begin SUPPLIED ENTRIES

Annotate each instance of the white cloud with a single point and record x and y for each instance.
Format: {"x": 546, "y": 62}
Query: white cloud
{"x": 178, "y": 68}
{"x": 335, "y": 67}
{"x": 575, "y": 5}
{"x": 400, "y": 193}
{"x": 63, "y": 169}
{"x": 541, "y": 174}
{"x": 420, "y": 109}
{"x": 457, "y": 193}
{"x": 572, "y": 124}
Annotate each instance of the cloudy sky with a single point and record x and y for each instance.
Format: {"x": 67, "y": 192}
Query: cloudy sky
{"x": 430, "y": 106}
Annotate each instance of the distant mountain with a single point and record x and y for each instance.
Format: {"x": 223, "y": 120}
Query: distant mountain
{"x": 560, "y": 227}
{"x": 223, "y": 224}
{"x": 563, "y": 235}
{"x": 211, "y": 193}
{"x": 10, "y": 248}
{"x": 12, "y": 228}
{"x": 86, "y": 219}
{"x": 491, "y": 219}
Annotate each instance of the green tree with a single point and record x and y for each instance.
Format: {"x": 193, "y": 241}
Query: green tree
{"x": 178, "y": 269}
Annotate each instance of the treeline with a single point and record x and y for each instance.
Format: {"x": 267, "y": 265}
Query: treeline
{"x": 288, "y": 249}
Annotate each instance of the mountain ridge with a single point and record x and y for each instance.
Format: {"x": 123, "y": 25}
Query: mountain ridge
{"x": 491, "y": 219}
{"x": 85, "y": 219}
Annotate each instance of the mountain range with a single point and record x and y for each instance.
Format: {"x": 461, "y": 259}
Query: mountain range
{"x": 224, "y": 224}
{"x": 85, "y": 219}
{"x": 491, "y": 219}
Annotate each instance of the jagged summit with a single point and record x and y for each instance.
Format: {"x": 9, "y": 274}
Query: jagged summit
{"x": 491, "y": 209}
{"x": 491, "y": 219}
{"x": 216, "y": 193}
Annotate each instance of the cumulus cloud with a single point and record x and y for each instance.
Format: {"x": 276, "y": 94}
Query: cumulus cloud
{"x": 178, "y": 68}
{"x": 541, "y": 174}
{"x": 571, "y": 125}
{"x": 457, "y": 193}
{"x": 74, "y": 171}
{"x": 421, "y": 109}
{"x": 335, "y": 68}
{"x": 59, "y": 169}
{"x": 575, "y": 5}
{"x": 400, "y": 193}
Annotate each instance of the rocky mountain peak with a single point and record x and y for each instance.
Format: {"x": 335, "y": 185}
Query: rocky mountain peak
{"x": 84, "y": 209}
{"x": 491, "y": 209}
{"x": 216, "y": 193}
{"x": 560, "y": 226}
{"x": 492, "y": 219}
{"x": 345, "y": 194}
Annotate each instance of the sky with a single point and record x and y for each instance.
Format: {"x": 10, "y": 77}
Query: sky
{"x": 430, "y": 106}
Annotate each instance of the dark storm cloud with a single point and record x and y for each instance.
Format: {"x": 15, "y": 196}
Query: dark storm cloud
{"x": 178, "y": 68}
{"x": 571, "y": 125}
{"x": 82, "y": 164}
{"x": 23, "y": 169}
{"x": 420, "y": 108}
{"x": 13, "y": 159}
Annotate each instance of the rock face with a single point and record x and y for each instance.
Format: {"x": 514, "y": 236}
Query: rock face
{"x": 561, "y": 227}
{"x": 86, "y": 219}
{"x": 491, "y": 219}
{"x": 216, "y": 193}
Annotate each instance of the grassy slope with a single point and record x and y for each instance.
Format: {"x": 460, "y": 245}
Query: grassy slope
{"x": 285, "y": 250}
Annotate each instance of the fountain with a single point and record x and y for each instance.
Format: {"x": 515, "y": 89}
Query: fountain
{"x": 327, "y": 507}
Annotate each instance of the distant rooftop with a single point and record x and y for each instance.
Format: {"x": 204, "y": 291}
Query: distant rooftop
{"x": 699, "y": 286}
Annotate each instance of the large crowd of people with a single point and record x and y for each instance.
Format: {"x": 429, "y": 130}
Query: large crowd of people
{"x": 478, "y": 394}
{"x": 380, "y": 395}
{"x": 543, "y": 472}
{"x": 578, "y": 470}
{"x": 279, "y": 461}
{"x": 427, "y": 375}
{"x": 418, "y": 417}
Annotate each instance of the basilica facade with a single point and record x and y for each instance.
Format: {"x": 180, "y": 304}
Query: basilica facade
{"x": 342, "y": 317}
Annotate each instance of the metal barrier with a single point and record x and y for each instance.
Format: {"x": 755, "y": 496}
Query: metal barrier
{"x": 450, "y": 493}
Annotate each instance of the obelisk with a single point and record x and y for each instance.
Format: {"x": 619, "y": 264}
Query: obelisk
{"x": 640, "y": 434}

end SUPPLIED ENTRIES

Starting at the line with "Annotate each instance of the distant rooftop", copy every line up to and including the last one in the entries above.

Annotate each instance of the distant rooftop with a single point and record x and y for each instance.
Format: {"x": 204, "y": 291}
Query: distant rooftop
{"x": 699, "y": 286}
Annotate each instance of the large crowd of people with a single point and record x and y for each instance.
Format: {"x": 429, "y": 130}
Query: large crowd of people
{"x": 478, "y": 394}
{"x": 380, "y": 395}
{"x": 543, "y": 472}
{"x": 578, "y": 470}
{"x": 279, "y": 461}
{"x": 427, "y": 375}
{"x": 418, "y": 417}
Annotate each instance of the basilica facade with a single point and record x and y for each instance.
Format: {"x": 180, "y": 304}
Query: basilica facade
{"x": 342, "y": 317}
Annotate each instance of the metal barrier with a single point and record x and y for each instance.
Format: {"x": 755, "y": 496}
Query: metal barrier
{"x": 450, "y": 493}
Annotate each instance of the obelisk with a single point and record x and y for each instance.
Format: {"x": 619, "y": 264}
Query: obelisk
{"x": 640, "y": 434}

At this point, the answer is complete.